Fragmento del relato:
Decidimos acampar, pues de noche, con oleaje y con el agua del mar a 2ºC hubiera sido muy arriesgado salir con la embarcación inflable. A la mañana siguiente llegamos al barco; esos pequeños dieciocho metros que un mes antes me parecieron una cáscara de nuez, se convirtieron en el mejor de los hogares en el que recibir cobijo. Me puse ropa seca, tomé sopa caliente y me retiré a descansar. Reflexioné sobre lo maltrechos que terminamos esta travesía Shackleton y lo a punto que estuvimos de no volver. Sin duda la perseverancia y la voluntad de vivir de todos nos facilitaron el camino para terminar ilesos.
Una vez más la montaña ha marcado sus pautas y aunque no haya cumplido con todos los propósitos, sí lo he hecho con la mayoría. Por eso al finalizar el viaje tuve de nuevo esa intima sensación de plenitud que da el saber que hice lo que tenía que hacer.
Dedicamos los últimos días a conocer la cara amable de este santuario para la vida austral que algunos llaman el Serengueti del Sur y visitamos algunas colonias de pingüinos, focas y elefantes marinos.
Empezamos en Grytviken, antiguo puerto ballenero. Allí, desde 1904 hasta 1964, más de 54.000 cetáceos fueron sacrificados, descuartizados y procesados (175.000 capturas entre todos los puertos de las Georgias del Sur). En los aledaños de estos edificios, queda multitud de chatarra oxidada, enormes moles de hojalata que sirvieron como depósitos, barcos abandonados, arpones desparramados por la playa y un sinfín de artilugios que son el testimonio de una época reciente en la que se devastó estos mares y se llevó al borde de la extinción a varias especies de ballena, aún en fase de recuperación.

Instrucciones de trabajo:
1. Según el relato, ¿entre qué años se sacrificaron más de 54.000 cetáceos en Grytviken?
2. Reproduce el pasaje del relato que empieza en "Una vez más" y sigue hasta "y elefantes marinos.". Renombra "pingüinos" como "albatros".

Datos proporcionados:
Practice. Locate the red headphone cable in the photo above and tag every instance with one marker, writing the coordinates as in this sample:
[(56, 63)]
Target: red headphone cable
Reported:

Tareas resueltas:
1. Entre 1904 y 1964.

2.
Una vez más la montaña ha marcado sus pautas y aunque no haya cumplido con todos los propósitos, sí lo he hecho con la mayoría. Por eso al finalizar el viaje tuve de nuevo esa intima sensación de plenitud que da el saber que hice lo que tenía que hacer.
Dedicamos los últimos días a conocer la cara amable de este santuario para la vida austral que algunos llaman el Serengueti del Sur y visitamos algunas colonias de albatros, focas y elefantes marinos.